> _EXERCÍCIO_:
Indique se cada afirmação abaixo está de acordo com o texto sobre a fenomenologia na Gestalt-terapia, respondendo sim ou não e citando literalmente as palavras do texto que decidem a resposta. (a) A fenomenologia é apresentada como um método descritivo. (b) O psicoterapeuta deve interpretar os fenômenos à luz de seus próprios valores. (c) O significado do material trazido para a sessão é construído de uma só vez.

> _TEXTO DE ESTUDO_:
+-------+
Outro fundamento da Gestalt-terapia, a fenomenologia, enquanto método descritivo, permite-nos construir, gradativamente, o significado do material que é trazido para a sessão terapêutica, tomando todo o cuidado para não interferir com “a prioris”, sejam eles de caráter subjetivo ou teórico. Do psicoterapeuta é requerido manter seus valores, crenças e necessidades “entre parênteses”, suspendendo seu julgamento na compreensão daquilo que se apresenta. É simplesmente ater-se aos fenômenos como eles se mostram, sem interpretá-los e/ou julgá-los. É acompanhar o fluxo da energia que brota de um mundo completamente desconhecido e oferecer sua presença para fazer a viagem juntos, “desde que tal participação contemple a prioridade da relação que se estabelece: que esta possa servir ao indivíduo que procura a terapia, para que ele alcance, autonomamente, sua satisfação, seu reequilíbrio organísmico”. (RODRIGUES, 2004, p. 154)
+-------+
> _DADOS FORNECIDOS_:
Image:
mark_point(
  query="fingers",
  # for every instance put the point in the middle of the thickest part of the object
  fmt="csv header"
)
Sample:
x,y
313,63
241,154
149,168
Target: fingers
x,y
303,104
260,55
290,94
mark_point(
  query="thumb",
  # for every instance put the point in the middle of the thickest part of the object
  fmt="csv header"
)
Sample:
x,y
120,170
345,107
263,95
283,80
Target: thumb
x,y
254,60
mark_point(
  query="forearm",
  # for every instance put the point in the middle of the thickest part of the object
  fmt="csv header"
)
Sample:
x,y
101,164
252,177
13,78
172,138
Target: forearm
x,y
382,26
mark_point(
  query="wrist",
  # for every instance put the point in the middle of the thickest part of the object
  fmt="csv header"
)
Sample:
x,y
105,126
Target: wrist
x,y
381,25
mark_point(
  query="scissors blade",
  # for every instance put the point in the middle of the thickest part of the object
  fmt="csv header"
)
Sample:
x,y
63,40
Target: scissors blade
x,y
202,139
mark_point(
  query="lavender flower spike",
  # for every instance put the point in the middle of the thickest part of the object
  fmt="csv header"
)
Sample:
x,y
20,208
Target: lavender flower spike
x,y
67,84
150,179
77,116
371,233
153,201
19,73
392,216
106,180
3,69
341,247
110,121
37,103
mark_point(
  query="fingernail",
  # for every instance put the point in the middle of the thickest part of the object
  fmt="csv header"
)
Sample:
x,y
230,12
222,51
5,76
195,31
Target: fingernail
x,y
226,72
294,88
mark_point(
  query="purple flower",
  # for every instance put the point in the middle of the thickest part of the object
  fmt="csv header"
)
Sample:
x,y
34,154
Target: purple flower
+-------+
> _RESPOSTA DO EXERCÍCIO_:
(a) Sim: “a fenomenologia, enquanto método descritivo”.
(b) Não: “É simplesmente ater-se aos fenômenos como eles se mostram, sem interpretá-los e/ou julgá-los.”
(c) Não: “permite-nos construir, gradativamente, o significado do material que é trazido para a sessão terapêutica”.